L'uomo vitruviano, alla luce dell'incontro fra Luca Pacioli e Leonardo da Vinci

L’uomo armonico e la geometria della natura
«nessuna umana investigazione si po’ dimandare vera scienza
s’essa non passa per le matematiche dimostrazioni»
(libro di pittura)




Definendosi «interprete tra la natura e gli omini», Leonardo tiene sempre fisso un punto di convergenza: l’uomo e la sua raffigurazione; infatti «necessità costringe la mente del pittore a tramutarsi nella mente della natura e a farsi interprete tra essa natura e l’arte» (Libro di pittura, f. 24v). L’artista, con l’occhio di pittore e di scienziato, è quindi il tramite con l’universo naturale. In lui l’idea dell’armonia è onnipresente, insieme a quella di perfezione. La sua arte cerca continuamente di realizzare i canoni di bellezza ideale del Rinascimento: risalendo agli antichi e servendosi dei metodi della scienza, che è la scienza del pittore, come scrive Eugenio Garin, capire quella scienza e quell’arte, che non sono né la scienza di Galileo né l’arte delle estetiche del Novecento, intendere tutto questo, è capire il significato e la grandezza di Leonardo. Farne il precursore di teorie o tecniche scoperte qualche secolo dopo preclude ogni intelligenza di quei testi singolari in cui, quasi combattendo contro se stesso, Leonardo inseguì per tutta la vita la risoluzione in numeri delle sue straordinarie immagini1.

[Dati mostrati]
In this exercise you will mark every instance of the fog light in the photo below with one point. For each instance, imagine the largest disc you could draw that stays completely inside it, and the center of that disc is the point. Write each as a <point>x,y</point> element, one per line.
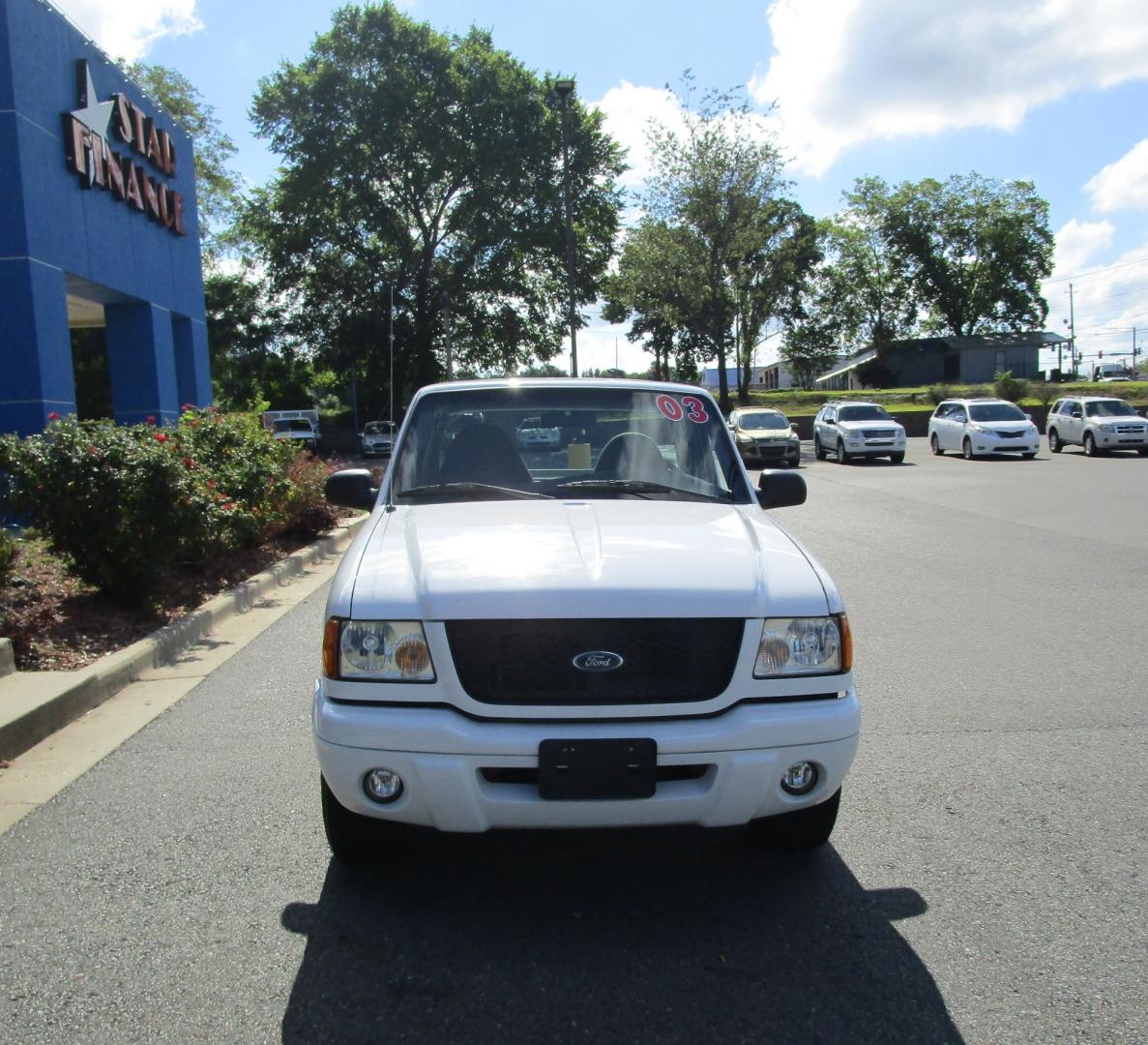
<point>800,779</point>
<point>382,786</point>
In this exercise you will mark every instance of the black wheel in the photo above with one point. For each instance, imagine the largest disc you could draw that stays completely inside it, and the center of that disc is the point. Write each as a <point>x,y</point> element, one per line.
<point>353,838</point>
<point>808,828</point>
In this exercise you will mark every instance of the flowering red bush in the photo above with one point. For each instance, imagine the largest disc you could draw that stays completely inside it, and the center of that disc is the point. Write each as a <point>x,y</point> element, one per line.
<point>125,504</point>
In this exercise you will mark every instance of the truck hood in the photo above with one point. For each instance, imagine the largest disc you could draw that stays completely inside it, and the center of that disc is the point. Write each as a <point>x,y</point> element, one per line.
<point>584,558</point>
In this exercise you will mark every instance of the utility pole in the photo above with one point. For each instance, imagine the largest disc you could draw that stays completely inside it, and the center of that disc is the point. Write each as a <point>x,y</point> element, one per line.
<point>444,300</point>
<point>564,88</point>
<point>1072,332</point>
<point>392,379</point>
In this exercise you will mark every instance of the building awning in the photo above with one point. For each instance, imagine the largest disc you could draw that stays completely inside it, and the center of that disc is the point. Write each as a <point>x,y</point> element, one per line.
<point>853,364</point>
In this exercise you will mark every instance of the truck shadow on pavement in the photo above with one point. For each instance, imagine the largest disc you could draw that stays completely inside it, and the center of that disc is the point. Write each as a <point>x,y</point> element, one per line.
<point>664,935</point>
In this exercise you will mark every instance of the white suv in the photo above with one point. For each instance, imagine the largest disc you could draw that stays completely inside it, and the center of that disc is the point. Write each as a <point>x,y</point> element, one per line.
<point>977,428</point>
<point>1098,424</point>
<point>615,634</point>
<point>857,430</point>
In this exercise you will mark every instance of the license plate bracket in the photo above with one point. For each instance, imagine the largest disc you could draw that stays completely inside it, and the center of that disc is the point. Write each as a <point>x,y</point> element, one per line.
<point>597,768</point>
---
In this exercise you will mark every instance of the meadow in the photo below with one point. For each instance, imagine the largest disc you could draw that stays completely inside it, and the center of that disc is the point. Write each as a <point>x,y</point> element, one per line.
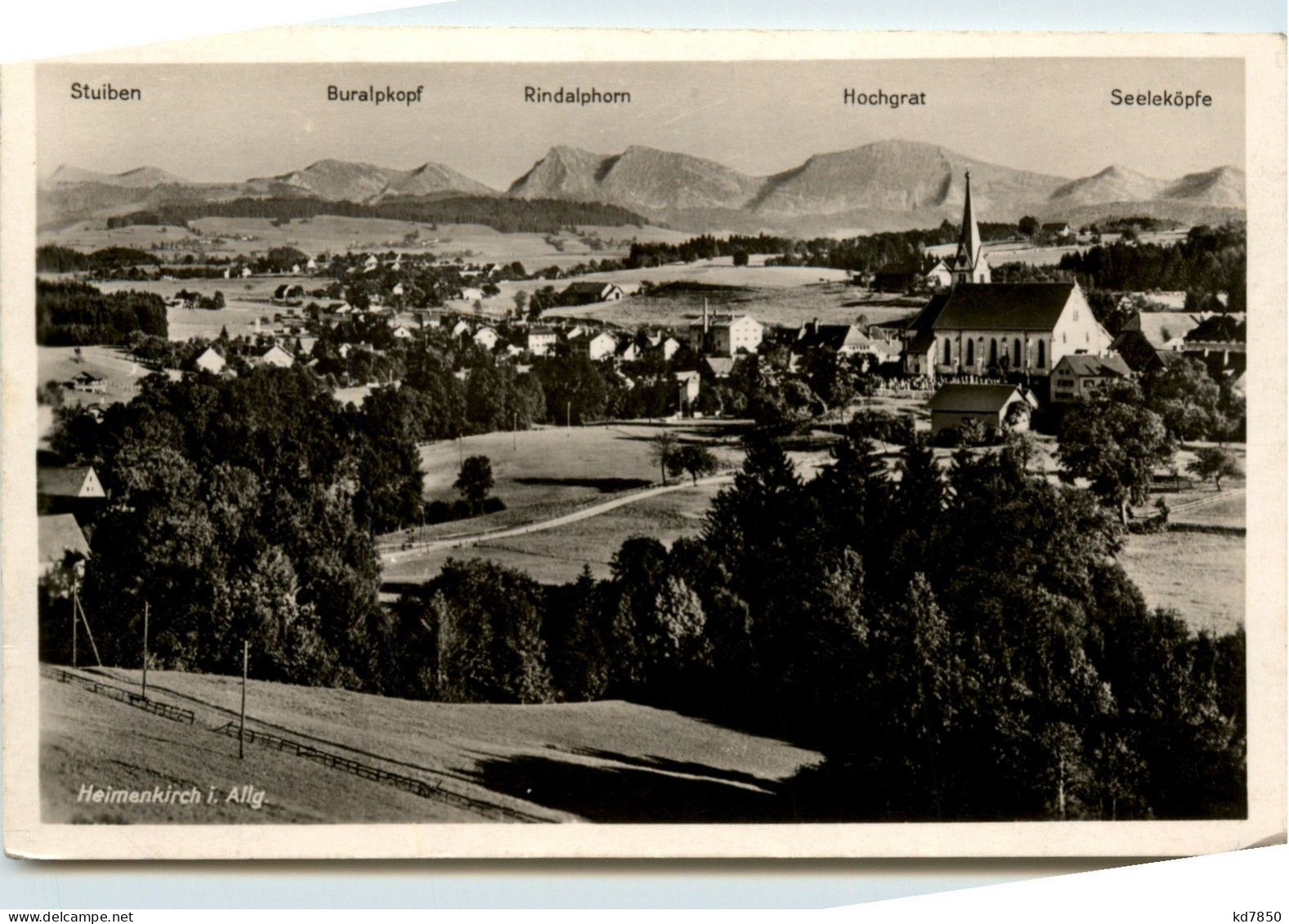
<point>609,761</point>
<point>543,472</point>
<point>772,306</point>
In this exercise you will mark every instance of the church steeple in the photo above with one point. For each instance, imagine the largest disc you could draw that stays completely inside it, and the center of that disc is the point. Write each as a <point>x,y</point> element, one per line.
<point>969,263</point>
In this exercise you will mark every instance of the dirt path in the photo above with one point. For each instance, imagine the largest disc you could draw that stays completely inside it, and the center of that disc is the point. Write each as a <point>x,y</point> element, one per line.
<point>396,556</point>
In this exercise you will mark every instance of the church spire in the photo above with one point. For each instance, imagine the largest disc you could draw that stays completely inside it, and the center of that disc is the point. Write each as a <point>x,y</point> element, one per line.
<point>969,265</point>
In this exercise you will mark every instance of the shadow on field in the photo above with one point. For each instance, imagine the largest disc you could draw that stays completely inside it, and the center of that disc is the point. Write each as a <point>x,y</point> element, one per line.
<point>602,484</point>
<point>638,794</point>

[Consegna 1] Come si definisce Leonardo secondo l'estratto del testo?
[Consegna 2] Per favore, riscrivi una parte dell'estratto del testo cominciando da "L’uomo armonico e" e terminando con "(libro di pittura)", e cambia "armonico" in "perfetto".
Le voci riportate non hanno alcun ruolo in questo esercizio.

[Esito dell'esercizio 1] Si definisce «interprete tra la natura e gli omini».

[Esito dell'esercizio 2]
L’uomo perfetto e la geometria della natura
«nessuna umana investigazione si po’ dimandare vera scienza
s’essa non passa per le matematiche dimostrazioni»
(libro di pittura)